- _Object outline annotations_:
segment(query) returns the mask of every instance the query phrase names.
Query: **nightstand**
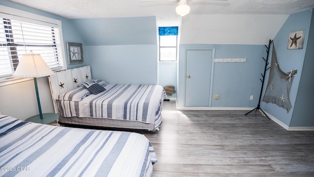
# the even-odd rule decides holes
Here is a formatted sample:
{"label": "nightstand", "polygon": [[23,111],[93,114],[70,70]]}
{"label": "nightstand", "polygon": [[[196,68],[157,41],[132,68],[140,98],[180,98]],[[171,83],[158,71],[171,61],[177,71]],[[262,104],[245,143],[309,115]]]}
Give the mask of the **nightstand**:
{"label": "nightstand", "polygon": [[44,113],[43,119],[40,119],[39,115],[32,116],[28,118],[25,121],[31,121],[34,123],[42,124],[48,124],[54,122],[59,118],[59,115],[56,113]]}

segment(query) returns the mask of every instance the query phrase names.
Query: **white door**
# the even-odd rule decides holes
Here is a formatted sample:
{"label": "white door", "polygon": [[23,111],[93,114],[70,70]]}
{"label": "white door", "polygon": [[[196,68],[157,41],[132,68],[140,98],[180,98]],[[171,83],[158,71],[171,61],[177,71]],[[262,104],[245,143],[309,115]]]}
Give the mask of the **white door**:
{"label": "white door", "polygon": [[186,50],[185,106],[209,106],[212,51]]}

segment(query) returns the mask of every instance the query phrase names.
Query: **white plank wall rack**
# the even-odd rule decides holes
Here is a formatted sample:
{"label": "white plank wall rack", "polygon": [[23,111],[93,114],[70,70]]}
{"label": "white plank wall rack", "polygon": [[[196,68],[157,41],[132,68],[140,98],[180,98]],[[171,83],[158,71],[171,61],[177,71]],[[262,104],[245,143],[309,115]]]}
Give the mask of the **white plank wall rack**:
{"label": "white plank wall rack", "polygon": [[215,62],[246,62],[246,59],[215,59]]}

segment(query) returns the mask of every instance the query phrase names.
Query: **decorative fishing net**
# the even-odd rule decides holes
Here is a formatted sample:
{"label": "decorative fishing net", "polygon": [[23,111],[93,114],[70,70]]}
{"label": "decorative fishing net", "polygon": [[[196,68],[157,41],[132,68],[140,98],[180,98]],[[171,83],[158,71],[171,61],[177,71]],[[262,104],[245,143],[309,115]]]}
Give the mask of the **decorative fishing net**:
{"label": "decorative fishing net", "polygon": [[286,73],[280,69],[273,44],[269,77],[262,101],[276,104],[288,113],[292,108],[289,92],[297,71],[292,69]]}

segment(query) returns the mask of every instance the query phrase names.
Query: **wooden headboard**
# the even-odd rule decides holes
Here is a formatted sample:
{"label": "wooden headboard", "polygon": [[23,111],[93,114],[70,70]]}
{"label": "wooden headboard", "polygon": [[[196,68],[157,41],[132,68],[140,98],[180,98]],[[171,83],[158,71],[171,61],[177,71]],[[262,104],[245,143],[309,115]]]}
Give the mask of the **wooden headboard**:
{"label": "wooden headboard", "polygon": [[58,113],[57,100],[58,96],[71,90],[82,83],[92,79],[89,66],[58,71],[48,77],[50,90],[53,101],[54,112]]}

- _JOB_: Leave the pictures out, and print every line of the listing exactly as written.

- _REPLY TO THE TASK_:
segment(query) returns the mask of every instance the query phrase names.
Query: **nightstand**
# the even-odd rule decides holes
Here is a formatted sample:
{"label": "nightstand", "polygon": [[23,111],[93,114],[70,70]]}
{"label": "nightstand", "polygon": [[[196,68],[157,41],[132,68],[140,98],[180,98]],[[171,83],[158,71],[171,61],[177,71]],[[262,104],[245,143],[309,115]]]}
Give the mask of the **nightstand**:
{"label": "nightstand", "polygon": [[44,113],[43,119],[40,119],[39,115],[32,116],[28,118],[25,121],[31,121],[34,123],[42,124],[48,124],[54,122],[59,118],[59,115],[56,113]]}

segment(query) returns the mask of every instance the query phrase names.
Query: **white door**
# the even-odd rule decides holes
Here is a formatted sample:
{"label": "white door", "polygon": [[23,111],[93,114],[70,70]]}
{"label": "white door", "polygon": [[[196,68],[157,41],[132,68],[140,98],[180,98]],[[171,83],[158,71],[171,61],[177,71]],[[262,104],[245,143],[309,115]]]}
Give the mask of the **white door**:
{"label": "white door", "polygon": [[186,50],[185,106],[209,106],[212,51]]}

segment(query) returns the mask of every instance the query phrase names.
Query: **white plank wall rack**
# the even-odd rule decides holes
Here is a formatted sample:
{"label": "white plank wall rack", "polygon": [[23,111],[93,114],[70,70]]}
{"label": "white plank wall rack", "polygon": [[[196,68],[157,41],[132,68],[140,98],[180,98]],[[171,83],[158,71],[171,61],[177,71]],[[262,104],[245,143],[309,115]]]}
Give the mask of the **white plank wall rack**:
{"label": "white plank wall rack", "polygon": [[215,62],[246,62],[246,59],[215,59]]}

segment(query) returns the mask of every instance the query phrase names.
Query: **decorative fishing net**
# the even-odd rule decides holes
Here is a formatted sample:
{"label": "decorative fishing net", "polygon": [[23,111],[93,114],[70,70]]}
{"label": "decorative fishing net", "polygon": [[[196,68],[157,41],[132,68],[140,98],[180,98]],[[171,83],[158,71],[171,61],[177,71]],[[262,104],[245,143],[309,115]]]}
Give the mask of the **decorative fishing net**:
{"label": "decorative fishing net", "polygon": [[286,73],[280,69],[273,44],[269,77],[262,101],[276,104],[288,113],[292,108],[289,92],[297,71],[292,69]]}

segment(query) returns the mask of every instance the query phrase names.
Query: **wooden headboard**
# the even-odd rule decides holes
Here is a formatted sample:
{"label": "wooden headboard", "polygon": [[23,111],[93,114],[70,70]]}
{"label": "wooden headboard", "polygon": [[[196,68],[157,41],[132,68],[140,98],[180,98]],[[171,83],[158,71],[171,61],[177,71]],[[262,104],[245,143],[309,115]]]}
Give the mask of the **wooden headboard**:
{"label": "wooden headboard", "polygon": [[58,113],[57,100],[58,96],[71,90],[82,83],[92,79],[89,66],[58,71],[48,77],[50,90],[53,101],[54,112]]}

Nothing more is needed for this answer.